### Source excerpt

TRAVELERS REST, S.C. (BP) — As support for immigration reform continues to grow among Southern Baptists and other evangelical Christians, Frank Page said in a recent speech that the U.S. stands “at a crossroad of opportunity” for dealing justly with the nation’s undocumented immigrants.

Page, president of the Southern Baptist Convention’s Executive Committee, spoke at a “New American Generation Conference” at North Greenville University’s Turner Chapel. Alberto Gonzales, who served as attorney general under President George W. Bush, was keynote speaker for the event.

Page shared his thoughts on immigration reform with a story by Billy Graham, a glimpse at Micah 6:8, and a reminder of King David’s example.

President John F. Kennedy once told Graham he needed to talk with him in person, but Graham wasn’t feeling well and told the president he couldn’t make it. Three weeks later, Kennedy was assassinated. Graham has said he regrets his decision to this day because it was an irrecoverable moment.

“There are times for nations when these moments come,” Page said of the issue of immigration reform. “Our nation is at a crossroad of opportunity.”

### Given request A
From the article on Frank Page's immigration speech, extract the passage from "President John F." to "an irrecoverable moment.".
### Given request B
According to the article on Frank Page's immigration speech, who was the keynote speaker at the conference?
### Given request C
Write what comes next in the article on Frank Page's immigration speech, starting after its final sentence.

### Entries supplied

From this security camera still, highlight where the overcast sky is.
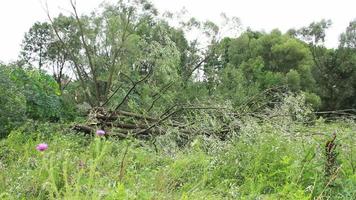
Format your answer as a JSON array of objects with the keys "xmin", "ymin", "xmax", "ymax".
[{"xmin": 0, "ymin": 0, "xmax": 356, "ymax": 62}]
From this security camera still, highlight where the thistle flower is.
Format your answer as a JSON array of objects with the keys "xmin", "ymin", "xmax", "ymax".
[
  {"xmin": 36, "ymin": 143, "xmax": 48, "ymax": 151},
  {"xmin": 96, "ymin": 130, "xmax": 105, "ymax": 136}
]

### Exercise output A
President John F. Kennedy once told Graham he needed to talk with him in person, but Graham wasn’t feeling well and told the president he couldn’t make it. Three weeks later, Kennedy was assassinated. Graham has said he regrets his decision to this day because it was an irrecoverable moment.

### Exercise output B
Alberto Gonzales

### Exercise output C
Page quoted Micah 6:8: “He has shown you, O mortal, what is good. And what does the Lord require of you? To act justly and to love mercy and to walk humbly with your God.”

Said Page, “This should be our platform for immigration reform.”

The Southern Baptist Convention must do a better job of reaching ethnic groups, Page added. “I want to see their involvement in all areas of convention life,” he said. “We must do rightly and act justly.”

Loving mercy is essential for immigration reform, Page said. As David showed mercy to Mephibosheth, the crippled grandson of King Saul, so reform must involve the rule of law while at the same time establish policies based on laws that demonstrate mercy, he said.

Finally, Page said immigration reform must include humbly walking before God. David made big mistakes, but his repentance was great as well, Page said.

“Humility calls for kindness,” he added. “While some didn’t agree with the messenger-approved 2011 SBC resolution on immigration, we must deal with each other with a humble spirit.”

Southern Baptist Convention messengers in 2011 approved a resolution on immigration reform that called for the advancement of the Gospel of Jesus while pursuing justice and compassion. The measure urged the government to make a priority of border security and holding businesses accountable in their hiring. It also requested that public officials establish, after securing the borders, “a just and compassionate path to legal status, with appropriate restitutionary measures, for those undocumented immigrants already living in our country.” It specified that the resolution was not to be interpreted as supporting amnesty.

Gonzales told the audience he is a “champion for immigration reform because the right policy will help with security and our economy. Diversity is one of the great strengths of the United States.”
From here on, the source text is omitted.